TO BE DONE:
Reproduce the data in its entirety, exactly as supplied.

INPUT ROWS:
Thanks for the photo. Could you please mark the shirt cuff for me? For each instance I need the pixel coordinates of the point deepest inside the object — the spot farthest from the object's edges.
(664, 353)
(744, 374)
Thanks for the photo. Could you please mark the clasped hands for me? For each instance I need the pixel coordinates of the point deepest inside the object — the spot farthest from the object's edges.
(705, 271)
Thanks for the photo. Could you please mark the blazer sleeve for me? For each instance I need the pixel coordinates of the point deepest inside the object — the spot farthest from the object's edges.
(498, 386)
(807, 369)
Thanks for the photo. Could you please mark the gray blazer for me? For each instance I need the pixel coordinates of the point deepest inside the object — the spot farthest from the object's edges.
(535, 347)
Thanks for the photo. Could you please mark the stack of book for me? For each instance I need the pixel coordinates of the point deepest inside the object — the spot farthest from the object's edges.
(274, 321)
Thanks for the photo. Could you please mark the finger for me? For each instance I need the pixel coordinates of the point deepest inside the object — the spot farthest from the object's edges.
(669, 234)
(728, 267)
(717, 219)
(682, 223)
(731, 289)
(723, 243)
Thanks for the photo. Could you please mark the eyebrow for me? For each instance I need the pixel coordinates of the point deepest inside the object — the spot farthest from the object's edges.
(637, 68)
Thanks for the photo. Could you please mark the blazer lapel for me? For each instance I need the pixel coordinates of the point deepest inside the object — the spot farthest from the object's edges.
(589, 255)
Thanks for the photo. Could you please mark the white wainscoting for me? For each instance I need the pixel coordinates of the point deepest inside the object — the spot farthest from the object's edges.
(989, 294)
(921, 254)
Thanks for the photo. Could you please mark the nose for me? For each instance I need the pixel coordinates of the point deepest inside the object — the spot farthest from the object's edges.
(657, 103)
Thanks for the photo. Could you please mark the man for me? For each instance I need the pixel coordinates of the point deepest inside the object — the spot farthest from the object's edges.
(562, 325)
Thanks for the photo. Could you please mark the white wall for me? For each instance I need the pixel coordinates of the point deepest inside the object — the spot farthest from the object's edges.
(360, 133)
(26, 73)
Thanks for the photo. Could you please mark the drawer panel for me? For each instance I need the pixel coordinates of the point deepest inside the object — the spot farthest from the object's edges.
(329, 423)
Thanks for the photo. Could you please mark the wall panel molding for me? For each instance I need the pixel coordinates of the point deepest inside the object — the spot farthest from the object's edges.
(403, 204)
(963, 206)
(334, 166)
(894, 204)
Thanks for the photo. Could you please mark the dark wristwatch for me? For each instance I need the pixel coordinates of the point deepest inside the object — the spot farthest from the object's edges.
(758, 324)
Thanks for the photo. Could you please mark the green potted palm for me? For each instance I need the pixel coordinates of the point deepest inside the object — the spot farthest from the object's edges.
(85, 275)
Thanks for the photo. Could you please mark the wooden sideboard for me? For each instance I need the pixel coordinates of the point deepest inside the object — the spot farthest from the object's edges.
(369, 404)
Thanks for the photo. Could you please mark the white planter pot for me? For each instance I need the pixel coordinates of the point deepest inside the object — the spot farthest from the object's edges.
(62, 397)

WRITTEN RESPONSE:
Thanks for the photo. Could you please mark the shirt cuff for me? For each instance I need the pixel coordinates of the point deepest inside the object — the spot farthest from the object's edges.
(664, 353)
(744, 374)
Thanks for the photo. Could you please mark the clasped hands for me? For each instance I need the pixel coordinates of the point deepest inside the object — the spot farthest from the object's edges.
(705, 271)
Thanks for the photo. Could you please mark the blazer sleeve for me? For each instance I need the pixel coordinates of the point deepest inside the object — the spot farthest from the object's edges.
(498, 386)
(807, 369)
Thanks for the photo. Could you please mark the gray blazer for me? For each instance I need the pixel coordinates of the point deepest inside the object — the spot farthest from the object's edges.
(535, 347)
Thanks for the photo. Could you please mark the stack of book for me? For each instance I need the pixel coordinates of the point deepest inside the object — the spot farthest from the object's edges.
(274, 321)
Thanks for the photo. Could you please mark the finger for me? For each instance I need the pixel coordinates of the point deepest inside the object — the spot farthest from the object's edges.
(669, 234)
(728, 267)
(717, 219)
(682, 223)
(731, 289)
(723, 243)
Thanks for the photo. Could you please mark the eyebrow for me? For each instance I need the pixel coordinates of the point deepest inside the object — the spot farthest from the object's edges.
(637, 68)
Thanks for the photo. Could you please mark the blazer lapel for me? For each instance I need the pixel coordinates of the point deepest inside the object — the spot farthest from the object's edges.
(589, 255)
Thanks for the photo. Could you please mark the white wainscoting for me? For each instance I need the pixel coordinates of the point deepest inside the object — the spot farthest from the object's edges.
(989, 294)
(921, 254)
Thanks for the photo. Could you please mark the nose for me? For each instance I need the pixel coordinates of the point deepest inside the object — the spot farthest from the object's edges.
(657, 103)
Thanks for the photo. Could you please mark the man for me? For each instance I need the pixel coordinates of the point deepest inside the object — the spot farthest from the object's edges.
(562, 325)
Thanks for the photo. Could you please mark the white wall for me? For each instance I need the pixel coordinates of the point deepest inside the object — the spot farthest from the object's edges.
(360, 133)
(26, 73)
Thanks for the photo. Could you please mark the drawer panel for me? For each instance I need the pixel coordinates of the point deepest inside the object — the spot farthest from the object's edges.
(329, 423)
Thanks for the photo. Could you please mark the wall panel molding for me? For each instance I need the pixel coordinates of the point deepest inside the object — the spot farthest from the object's edges.
(403, 204)
(963, 206)
(334, 166)
(894, 204)
Thanks for the photo. Could you please mark the dark wristwatch for me? For each instance I need the pixel coordinates of the point deepest inside the object — the spot farthest from the object's edges.
(758, 324)
Thanks for the photo. Could you please mark the green potted palm for me? For each instance I need the pixel coordinates of the point deepest inside the object — the spot farthest from the object's edges.
(85, 275)
Thanks for the photo. Could you please mark the wooden sideboard for me? For each instance I need the pixel coordinates of the point deepest inside the object — the spot farthest from the object's edges.
(369, 404)
Thanks for the photo. Could you please mark the white planter pot for me? For each instance I need the pixel coordinates of the point deepest inside the object — the spot farthest from the object's edges.
(62, 397)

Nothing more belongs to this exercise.